» What to work on
Copy each of the entries below word for word.

» The input
▬▬▬▬▬▬

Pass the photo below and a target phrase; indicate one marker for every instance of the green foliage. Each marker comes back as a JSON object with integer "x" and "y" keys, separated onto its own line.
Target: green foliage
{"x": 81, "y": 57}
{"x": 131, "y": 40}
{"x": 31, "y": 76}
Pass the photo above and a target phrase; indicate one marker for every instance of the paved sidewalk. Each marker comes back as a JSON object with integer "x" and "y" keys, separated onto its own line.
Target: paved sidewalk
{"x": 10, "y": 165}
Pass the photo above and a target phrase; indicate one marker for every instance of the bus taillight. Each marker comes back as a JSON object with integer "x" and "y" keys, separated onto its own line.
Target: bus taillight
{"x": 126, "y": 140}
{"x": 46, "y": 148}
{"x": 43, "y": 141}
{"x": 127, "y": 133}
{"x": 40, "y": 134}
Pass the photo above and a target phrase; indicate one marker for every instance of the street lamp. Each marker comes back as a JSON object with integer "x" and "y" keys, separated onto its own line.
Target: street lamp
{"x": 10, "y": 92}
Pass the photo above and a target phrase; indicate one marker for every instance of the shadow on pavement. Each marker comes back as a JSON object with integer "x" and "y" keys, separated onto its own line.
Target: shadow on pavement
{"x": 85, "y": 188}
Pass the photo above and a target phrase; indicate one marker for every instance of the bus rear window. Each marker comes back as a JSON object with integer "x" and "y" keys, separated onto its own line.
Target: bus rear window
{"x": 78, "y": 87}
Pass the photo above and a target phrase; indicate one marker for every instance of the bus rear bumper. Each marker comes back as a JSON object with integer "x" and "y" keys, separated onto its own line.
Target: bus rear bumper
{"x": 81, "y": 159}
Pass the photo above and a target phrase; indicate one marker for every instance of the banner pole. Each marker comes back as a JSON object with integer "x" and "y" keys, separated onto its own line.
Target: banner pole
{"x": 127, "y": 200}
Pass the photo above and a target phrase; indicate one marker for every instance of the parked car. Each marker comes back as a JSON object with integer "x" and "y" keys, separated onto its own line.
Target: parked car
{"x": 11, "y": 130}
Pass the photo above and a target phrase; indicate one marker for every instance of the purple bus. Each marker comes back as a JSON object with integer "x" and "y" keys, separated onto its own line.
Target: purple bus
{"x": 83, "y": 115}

▬▬▬▬▬▬

» Response below
Pass the photo below and a target phrase; indicate one marker for every instance of the green foliage. Each marker comes back as a JSON object with integer "x" and "y" keys, separated onto its own line.
Target: green foliage
{"x": 81, "y": 57}
{"x": 131, "y": 40}
{"x": 31, "y": 76}
Pass the photo above and a target phrase; indicate one marker for every instance of the paved sidewalk. Each marker comes back as a JSON object with integer "x" and "y" keys, separated onto its own line.
Target: paved sidewalk
{"x": 10, "y": 165}
Pass the photo above and a target phrase; indicate one marker for every instance of the bus taillight. Each marker comes back as a JSON object with integer "x" and "y" keys, separated onto its own line.
Target: bus taillight
{"x": 126, "y": 140}
{"x": 46, "y": 148}
{"x": 43, "y": 141}
{"x": 127, "y": 133}
{"x": 40, "y": 134}
Pass the photo above and a target phrase; indicate one marker for every instance of the street lamp. Each marker comes back as a JSON object with integer "x" and "y" keys, separated onto its own line.
Target: street lamp
{"x": 10, "y": 92}
Pass the photo above and a target phrase; indicate one marker for every instance of the shadow on pavement. Each marker comes back as a JSON object with integer "x" and "y" keys, separated onto its own line.
Target: shadow on pavement
{"x": 85, "y": 188}
Pass the photo above and a target phrase; indicate one marker for every instance of the bus rear window. Each marker comes back as a JSON object with integer "x" and "y" keys, separated onto its own line.
Target: bus rear window
{"x": 78, "y": 87}
Pass the photo above and a target phrase; indicate one marker for every instance of the bus rear bumper. Each marker comes back as a JSON object with integer "x" and "y" keys, separated onto its own line.
Target: bus rear bumper
{"x": 81, "y": 159}
Pass the photo above and a target phrase; indicate one marker for every instance of the banner pole. Each marker comes back as a JSON object with integer "x" and "y" keys, separated onto its own line.
Target: banner pole
{"x": 127, "y": 200}
Pass the photo above and a target phrase; indicate one marker for every instance of the parked car. Each marker comes back as a JSON object with integer "x" and "y" keys, separated onto its own line.
Target: parked car
{"x": 11, "y": 130}
Pass the photo above and a target phrase; indicate one marker for every instance of the purple bus. Each marker comes back as a JSON object with integer "x" and "y" keys, separated onto its own line.
Target: purple bus
{"x": 83, "y": 115}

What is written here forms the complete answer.